* **TASK STATEMENT**:
Transcribe all of the listing below in full.

* **DATA SECTION**:
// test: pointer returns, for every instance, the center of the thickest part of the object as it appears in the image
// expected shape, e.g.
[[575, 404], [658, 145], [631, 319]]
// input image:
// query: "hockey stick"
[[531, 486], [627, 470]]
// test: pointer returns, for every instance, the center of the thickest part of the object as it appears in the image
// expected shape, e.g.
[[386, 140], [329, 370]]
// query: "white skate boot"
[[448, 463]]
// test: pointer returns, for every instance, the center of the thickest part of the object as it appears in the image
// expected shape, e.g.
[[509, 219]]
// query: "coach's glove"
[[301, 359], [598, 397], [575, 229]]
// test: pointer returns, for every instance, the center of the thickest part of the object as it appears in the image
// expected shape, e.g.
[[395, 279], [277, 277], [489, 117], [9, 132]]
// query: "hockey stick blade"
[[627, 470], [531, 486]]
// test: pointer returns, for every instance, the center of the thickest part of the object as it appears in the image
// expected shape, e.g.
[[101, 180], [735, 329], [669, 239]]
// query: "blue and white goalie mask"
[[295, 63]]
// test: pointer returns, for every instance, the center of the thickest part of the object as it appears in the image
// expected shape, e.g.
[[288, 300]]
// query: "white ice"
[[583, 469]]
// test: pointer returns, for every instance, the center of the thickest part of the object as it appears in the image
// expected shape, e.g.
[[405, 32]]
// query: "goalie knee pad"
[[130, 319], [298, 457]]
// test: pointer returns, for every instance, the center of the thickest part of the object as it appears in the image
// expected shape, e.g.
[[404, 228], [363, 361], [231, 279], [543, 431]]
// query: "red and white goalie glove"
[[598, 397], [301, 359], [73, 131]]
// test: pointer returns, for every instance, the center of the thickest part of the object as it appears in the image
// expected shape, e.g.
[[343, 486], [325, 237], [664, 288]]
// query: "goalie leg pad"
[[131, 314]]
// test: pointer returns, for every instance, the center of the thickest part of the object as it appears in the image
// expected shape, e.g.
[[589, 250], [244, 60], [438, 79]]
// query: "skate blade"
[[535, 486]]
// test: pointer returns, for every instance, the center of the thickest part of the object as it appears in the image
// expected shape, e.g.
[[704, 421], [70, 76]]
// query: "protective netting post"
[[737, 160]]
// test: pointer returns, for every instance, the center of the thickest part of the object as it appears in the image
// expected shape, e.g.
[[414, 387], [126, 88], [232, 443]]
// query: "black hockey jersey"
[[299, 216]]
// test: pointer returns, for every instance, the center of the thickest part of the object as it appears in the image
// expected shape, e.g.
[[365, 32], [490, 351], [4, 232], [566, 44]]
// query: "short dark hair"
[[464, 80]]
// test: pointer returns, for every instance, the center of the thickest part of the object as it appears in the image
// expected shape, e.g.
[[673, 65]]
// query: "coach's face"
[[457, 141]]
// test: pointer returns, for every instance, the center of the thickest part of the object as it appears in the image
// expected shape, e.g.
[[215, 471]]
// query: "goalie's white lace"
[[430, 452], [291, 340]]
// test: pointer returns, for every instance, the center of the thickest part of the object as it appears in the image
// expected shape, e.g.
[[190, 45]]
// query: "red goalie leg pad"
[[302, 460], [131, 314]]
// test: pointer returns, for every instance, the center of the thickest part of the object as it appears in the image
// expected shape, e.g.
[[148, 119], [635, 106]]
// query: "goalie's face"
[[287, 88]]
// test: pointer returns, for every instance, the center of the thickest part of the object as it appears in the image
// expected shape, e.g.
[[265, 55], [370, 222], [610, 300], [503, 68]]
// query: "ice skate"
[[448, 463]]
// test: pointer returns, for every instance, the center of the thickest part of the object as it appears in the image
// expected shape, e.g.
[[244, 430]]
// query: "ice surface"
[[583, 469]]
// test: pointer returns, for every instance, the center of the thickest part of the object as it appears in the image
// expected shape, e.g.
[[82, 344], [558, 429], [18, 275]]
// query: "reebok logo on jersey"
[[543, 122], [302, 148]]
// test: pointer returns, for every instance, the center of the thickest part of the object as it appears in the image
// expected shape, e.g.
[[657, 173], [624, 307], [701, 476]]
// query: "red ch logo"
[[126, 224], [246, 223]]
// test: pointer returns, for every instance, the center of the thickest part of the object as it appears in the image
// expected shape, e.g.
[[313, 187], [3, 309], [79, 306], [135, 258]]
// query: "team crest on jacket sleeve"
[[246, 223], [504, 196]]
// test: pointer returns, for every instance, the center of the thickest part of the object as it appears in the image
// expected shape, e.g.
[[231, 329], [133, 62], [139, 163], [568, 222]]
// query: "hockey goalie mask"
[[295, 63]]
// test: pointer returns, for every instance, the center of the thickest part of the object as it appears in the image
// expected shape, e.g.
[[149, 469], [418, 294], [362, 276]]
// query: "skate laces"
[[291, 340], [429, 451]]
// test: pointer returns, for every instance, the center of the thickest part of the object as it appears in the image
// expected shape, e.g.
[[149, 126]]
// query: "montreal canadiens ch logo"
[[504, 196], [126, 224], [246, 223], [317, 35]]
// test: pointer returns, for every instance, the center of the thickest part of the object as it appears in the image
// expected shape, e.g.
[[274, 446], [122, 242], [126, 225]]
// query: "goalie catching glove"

* **ANSWER BELOW**:
// test: pointer returns, for every instance, the center of the thickest part of the object as it appears in the image
// expected shape, e.g.
[[575, 404], [658, 145], [631, 319]]
// input image:
// query: "hockey stick"
[[531, 486], [627, 470]]
// test: pointer returns, for every instance, the center of the thickest part of the object as it appears in the image
// expected shape, e.g.
[[386, 140], [329, 370]]
// query: "white skate boot"
[[448, 463]]
// test: pointer returns, for every instance, the center of the thickest part of the object as it appears in the image
// expected shape, e.g.
[[509, 219]]
// query: "coach's glove"
[[301, 359], [598, 397], [575, 229]]
// test: pointer returns, for every instance, the center of the thickest part of the object as it appears in the image
// expected shape, e.g.
[[395, 279], [277, 277], [489, 117], [9, 132]]
// query: "hockey stick blade"
[[627, 470], [531, 486]]
// test: pointer returns, for every instance, the center of the thickest part of the object as it appears in the image
// expected shape, e.g.
[[101, 180], [735, 329], [669, 239]]
// query: "blue and white goalie mask"
[[295, 63]]
// test: pointer returns, for every instance, the center of the thickest part of the object as it appears in the image
// expected shape, e.g.
[[288, 300]]
// query: "white ice"
[[583, 469]]
// test: pointer returns, for every instance, the center of the thickest part of the object as it appears in the image
// expected shape, e.g.
[[405, 32]]
// query: "goalie knee pad"
[[130, 319], [298, 457]]
// test: pointer returns, for every instance, the center of the thickest part of the object as it appears in the image
// expected shape, e.g.
[[404, 228], [363, 361], [231, 279], [543, 431]]
// query: "red and white goalie glove"
[[598, 397], [301, 359], [73, 131]]
// test: pointer returns, for every instance, the center of the thickest part of the object as it appears in the image
// expected shape, e.g.
[[343, 486], [325, 237], [664, 288]]
// query: "goalie leg pad"
[[131, 314]]
// test: pointer returns, for every instance, the center of the thickest part of the object as it appears in the image
// expected shape, e.g.
[[589, 250], [244, 60], [438, 79]]
// query: "skate blade"
[[535, 486]]
// test: pointer returns, for every instance, the center of the thickest part of the object as it appears in the image
// expected shape, e.g.
[[704, 421], [70, 76]]
// query: "protective netting post"
[[737, 160]]
// test: pointer returns, for every instance, the center of the thickest part of the object as it appears in the image
// expected shape, e.g.
[[414, 387], [126, 88], [232, 443]]
// query: "black hockey jersey"
[[299, 216]]
// test: pointer returns, for every instance, the center of the thickest part of the object as it appears in the image
// expected shape, e.g.
[[365, 32], [490, 351], [4, 232], [566, 44]]
// query: "short dark hair"
[[464, 80]]
// test: pointer returns, for every instance, the center of the thickest part of the object as it appears in the image
// expected shape, e.g.
[[673, 65]]
// query: "coach's face"
[[457, 141]]
// test: pointer returns, for every instance, the center of the thickest part of the object as it appears in the image
// expected shape, e.g.
[[215, 471]]
// query: "goalie's white lace"
[[430, 452], [291, 340]]
// test: pointer returns, for every instance, the center of the thickest part of the object as it appears in the image
// expected shape, e.g.
[[190, 45]]
// query: "red goalie leg pad"
[[302, 460], [131, 314]]
// test: pointer returns, for every instance, the center of the thickest part of the object as it appears in the image
// expected shape, e.g.
[[148, 119], [635, 106]]
// query: "goalie's face"
[[287, 88]]
// test: pointer returns, for every instance, the center of the thickest part of the object as it appears in the image
// expected shape, e.g.
[[265, 55], [370, 222], [610, 300], [503, 68]]
// query: "ice skate"
[[448, 463]]
// test: pointer returns, for every instance, the center of the thickest part of the object as it appears in the image
// expected shape, e.g.
[[244, 430]]
// query: "ice surface"
[[583, 469]]
// test: pointer returns, for every instance, the center of the thickest part of the object as it appears in the image
// expected shape, e.g.
[[82, 344], [558, 429], [18, 275]]
// query: "reebok logo on jersey"
[[543, 122], [302, 148]]
// test: pointer returns, for every instance, the center of the thickest part of the object as it appears in the image
// expected shape, e.g.
[[657, 173], [624, 307], [701, 476]]
// query: "red ch logo"
[[126, 224], [246, 223]]
// test: pointer returns, for every instance, the center of the thickest part of the object as it appears in the image
// expected shape, e.g.
[[313, 187], [3, 309], [79, 306], [135, 258]]
// query: "team crest on jacket sleeve"
[[246, 223], [504, 196]]
// test: pointer returns, for every instance, the center of the thickest part of the object as it appears in the image
// expected shape, e.g.
[[231, 329], [133, 62], [139, 163], [568, 222]]
// query: "hockey goalie mask"
[[295, 63]]
// test: pointer returns, for every instance, the center of the thickest part of the object as it appears in the image
// expected shape, e.g.
[[149, 469], [418, 294], [362, 276]]
// query: "skate laces"
[[291, 340], [429, 451]]
// test: pointer returns, for every instance, the center of the thickest part of the object as it appears in the image
// expected shape, e.g.
[[149, 126]]
// query: "montreal canadiens ch logo"
[[504, 196], [126, 224], [246, 223], [317, 35]]
// test: pointer returns, for every instance, the center of the thickest part of the object as it appears in the image
// expected shape, e.g.
[[274, 446], [122, 242], [126, 225]]
// query: "goalie catching glove"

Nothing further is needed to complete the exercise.